* Exercise instructions: Write out the records that appear below, verbatim and complete, but without pictures.

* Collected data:
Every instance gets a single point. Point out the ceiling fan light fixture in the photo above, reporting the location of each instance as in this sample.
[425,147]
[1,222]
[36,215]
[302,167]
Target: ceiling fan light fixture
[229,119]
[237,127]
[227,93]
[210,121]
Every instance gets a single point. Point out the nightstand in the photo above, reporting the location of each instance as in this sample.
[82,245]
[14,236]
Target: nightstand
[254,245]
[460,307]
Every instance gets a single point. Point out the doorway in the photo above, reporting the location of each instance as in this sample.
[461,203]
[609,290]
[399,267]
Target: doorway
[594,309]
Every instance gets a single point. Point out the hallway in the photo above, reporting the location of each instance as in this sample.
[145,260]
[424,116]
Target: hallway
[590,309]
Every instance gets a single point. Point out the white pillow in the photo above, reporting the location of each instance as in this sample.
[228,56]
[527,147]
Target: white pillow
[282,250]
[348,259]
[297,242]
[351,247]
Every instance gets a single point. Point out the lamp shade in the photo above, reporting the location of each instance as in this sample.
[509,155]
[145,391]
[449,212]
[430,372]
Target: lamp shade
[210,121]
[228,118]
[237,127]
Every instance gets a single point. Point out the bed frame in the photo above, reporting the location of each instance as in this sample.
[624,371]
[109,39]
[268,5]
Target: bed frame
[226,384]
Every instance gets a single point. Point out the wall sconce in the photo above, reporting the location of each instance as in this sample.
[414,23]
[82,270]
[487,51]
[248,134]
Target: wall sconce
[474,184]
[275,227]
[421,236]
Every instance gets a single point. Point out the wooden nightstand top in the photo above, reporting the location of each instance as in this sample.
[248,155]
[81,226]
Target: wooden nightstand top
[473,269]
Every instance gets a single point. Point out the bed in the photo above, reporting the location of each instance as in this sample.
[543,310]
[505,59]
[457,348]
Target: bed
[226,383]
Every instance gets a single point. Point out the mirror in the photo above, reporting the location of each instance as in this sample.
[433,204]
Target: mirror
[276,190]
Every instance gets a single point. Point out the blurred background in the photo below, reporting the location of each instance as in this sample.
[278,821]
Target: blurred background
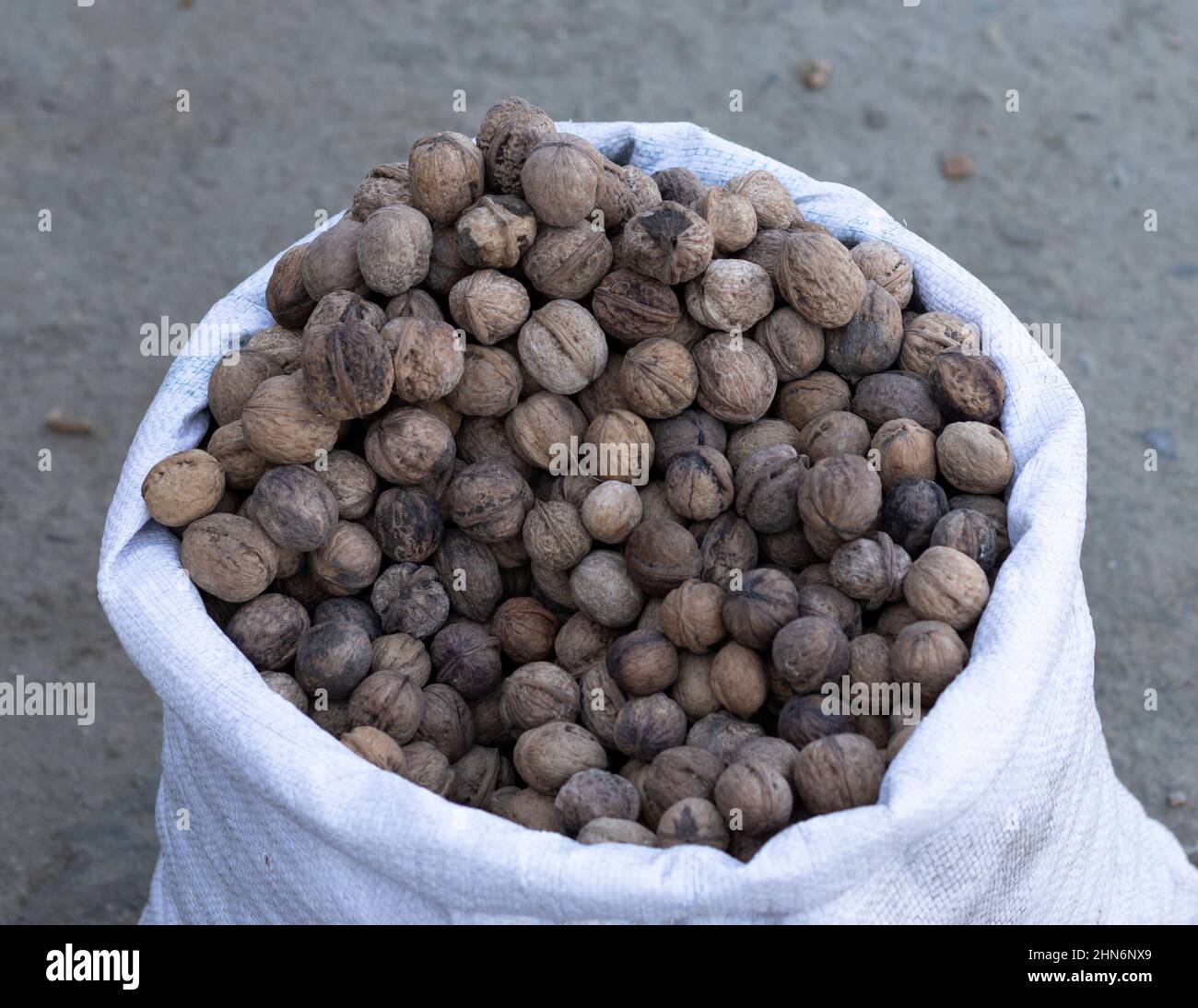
[159,212]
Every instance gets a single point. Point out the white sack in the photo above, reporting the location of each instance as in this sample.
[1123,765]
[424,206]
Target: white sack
[1003,807]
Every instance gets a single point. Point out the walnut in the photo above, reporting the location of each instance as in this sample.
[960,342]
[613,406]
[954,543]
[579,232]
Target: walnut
[910,514]
[581,642]
[538,693]
[489,384]
[731,217]
[182,487]
[376,747]
[549,756]
[679,772]
[699,484]
[821,392]
[427,768]
[903,451]
[525,630]
[767,432]
[933,333]
[765,603]
[660,556]
[347,562]
[331,261]
[562,347]
[603,589]
[267,628]
[561,179]
[278,344]
[495,231]
[975,457]
[478,773]
[234,380]
[510,131]
[280,424]
[347,370]
[408,445]
[568,263]
[755,796]
[643,188]
[886,266]
[738,679]
[470,572]
[487,500]
[825,600]
[894,618]
[693,688]
[388,702]
[870,340]
[768,196]
[229,557]
[691,615]
[841,496]
[768,487]
[604,393]
[555,536]
[730,295]
[834,433]
[946,586]
[930,654]
[722,735]
[694,821]
[428,362]
[967,387]
[735,379]
[489,305]
[804,720]
[614,199]
[334,656]
[351,611]
[818,279]
[402,655]
[411,600]
[689,428]
[386,184]
[595,794]
[616,831]
[611,511]
[415,303]
[446,721]
[633,308]
[539,425]
[339,307]
[679,186]
[446,175]
[729,546]
[870,570]
[793,344]
[669,242]
[648,726]
[287,687]
[621,444]
[393,249]
[839,772]
[446,264]
[287,299]
[642,662]
[891,395]
[970,533]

* Worked solution:
Every instance gets a single point. Point out the ceiling fan light fixture in the photo above, reporting the location of each instance as in this sample.
[425,147]
[1,222]
[36,215]
[302,167]
Target: ceiling fan light fixture
[229,119]
[237,127]
[227,93]
[210,121]
Every instance gets a single point. Point out the nightstand in the photo above, reporting the location of each instance as in this sample.
[82,245]
[14,236]
Target: nightstand
[254,245]
[460,307]
Every instance gets a single point. Point out the doorway in the photo above, reporting the location of each instance as in this sample.
[461,203]
[609,290]
[399,267]
Target: doorway
[594,309]
Every instance gets a single point. Point out the hallway in the photo above, reporting the location of each instance as in this sample.
[145,260]
[424,116]
Target: hallway
[590,309]
Every instance gets a single point. Point out the white pillow in the photo above, reporting the location of each instance as in this sample.
[228,56]
[527,147]
Target: white pillow
[282,250]
[348,259]
[297,242]
[351,247]
Every instance gets a single point. Point out the lamp shade in the photo above, reporting the location of each instance as in this sample.
[509,155]
[145,391]
[449,212]
[430,372]
Target: lamp shade
[210,121]
[228,118]
[237,127]
Every instance gets a single point. Point out the bed frame in the photo above, reporting the location of each instance as in this sample.
[624,371]
[109,39]
[268,5]
Target: bed frame
[226,384]
Every instance gets a single point. Point out the wall sconce in the photo above, reporting the location of each instance as in this sample.
[414,23]
[82,270]
[487,51]
[248,134]
Target: wall sconce
[474,184]
[275,227]
[421,236]
Every instance gets a single point. Point out the wooden nightstand top in the photo above, reporting the location of each instance as in this sample.
[248,155]
[81,226]
Target: wooden nightstand top
[473,269]
Every instance gets a single point. Point out the bed in the photo above, reporting the location of each instance as in this sample.
[543,310]
[505,59]
[457,348]
Target: bed
[226,383]
Every instance gets a single point. Point out the mirror in the photo above, reporting the location of each instance as in this sample.
[433,204]
Target: mirror
[276,190]
Every instance gets a single point. Point out the blurred background in the photo below, reporting the location of each instance as in this sample.
[278,821]
Target: blurred background
[159,212]
Every instance gets a single point. Point out the white sack in the photo above, reporting the location of each instance as in this sample.
[1123,765]
[424,206]
Target: white sack
[1003,807]
Every instance gets a single point. Point out the walnut in the photo above, reporting the location of each instance as in this sample.
[960,342]
[613,406]
[954,543]
[579,232]
Target: walnut
[910,514]
[581,642]
[538,693]
[489,384]
[731,217]
[182,487]
[376,747]
[549,756]
[679,772]
[699,484]
[821,392]
[427,768]
[903,451]
[525,630]
[767,432]
[933,333]
[765,603]
[660,556]
[347,562]
[331,261]
[562,347]
[603,589]
[267,628]
[561,179]
[278,344]
[495,231]
[975,457]
[478,773]
[234,380]
[510,131]
[280,424]
[347,370]
[408,445]
[568,263]
[755,796]
[643,188]
[886,266]
[738,679]
[470,572]
[487,500]
[825,600]
[894,618]
[693,688]
[388,702]
[870,340]
[768,196]
[229,557]
[691,615]
[841,496]
[768,487]
[604,393]
[555,536]
[730,295]
[834,433]
[946,586]
[930,654]
[722,735]
[694,821]
[428,362]
[967,387]
[735,379]
[489,305]
[804,720]
[614,199]
[334,656]
[351,611]
[818,279]
[402,655]
[411,600]
[689,428]
[386,184]
[595,794]
[616,831]
[611,511]
[415,303]
[446,721]
[633,308]
[539,425]
[339,307]
[679,186]
[446,175]
[729,546]
[870,570]
[793,344]
[669,242]
[648,726]
[287,687]
[621,444]
[393,249]
[839,772]
[446,264]
[287,299]
[642,662]
[891,395]
[970,533]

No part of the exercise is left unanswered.